Instructions for the task: Render the listing below as a Markdown table with the columns "Row" and "Listing line," numbering each row and skipping blank lines. Omit the pictures.

Material for this task:
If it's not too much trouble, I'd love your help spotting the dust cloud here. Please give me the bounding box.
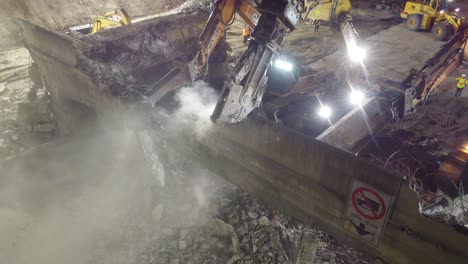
[0,83,227,264]
[171,81,219,136]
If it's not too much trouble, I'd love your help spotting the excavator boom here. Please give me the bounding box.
[149,0,359,123]
[91,8,132,33]
[398,26,468,118]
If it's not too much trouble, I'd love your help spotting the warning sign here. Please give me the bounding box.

Task answer:
| Row | Listing line |
|---|---|
| 1 | If it's not too much trouble, I'd love your help spotting the dust cloud here. Please give me the bounding box. |
| 2 | [0,83,227,264] |
| 3 | [171,81,219,136] |
| 4 | If it's not too much trouble, I'd love your help spotting the excavator boom here. Please give me the bounding box. |
| 5 | [149,0,359,123] |
| 6 | [91,8,132,33] |
| 7 | [398,26,468,118] |
| 8 | If it's not too much trouble, I'd love your help spotting the warning sign here. Please give me the bounding box. |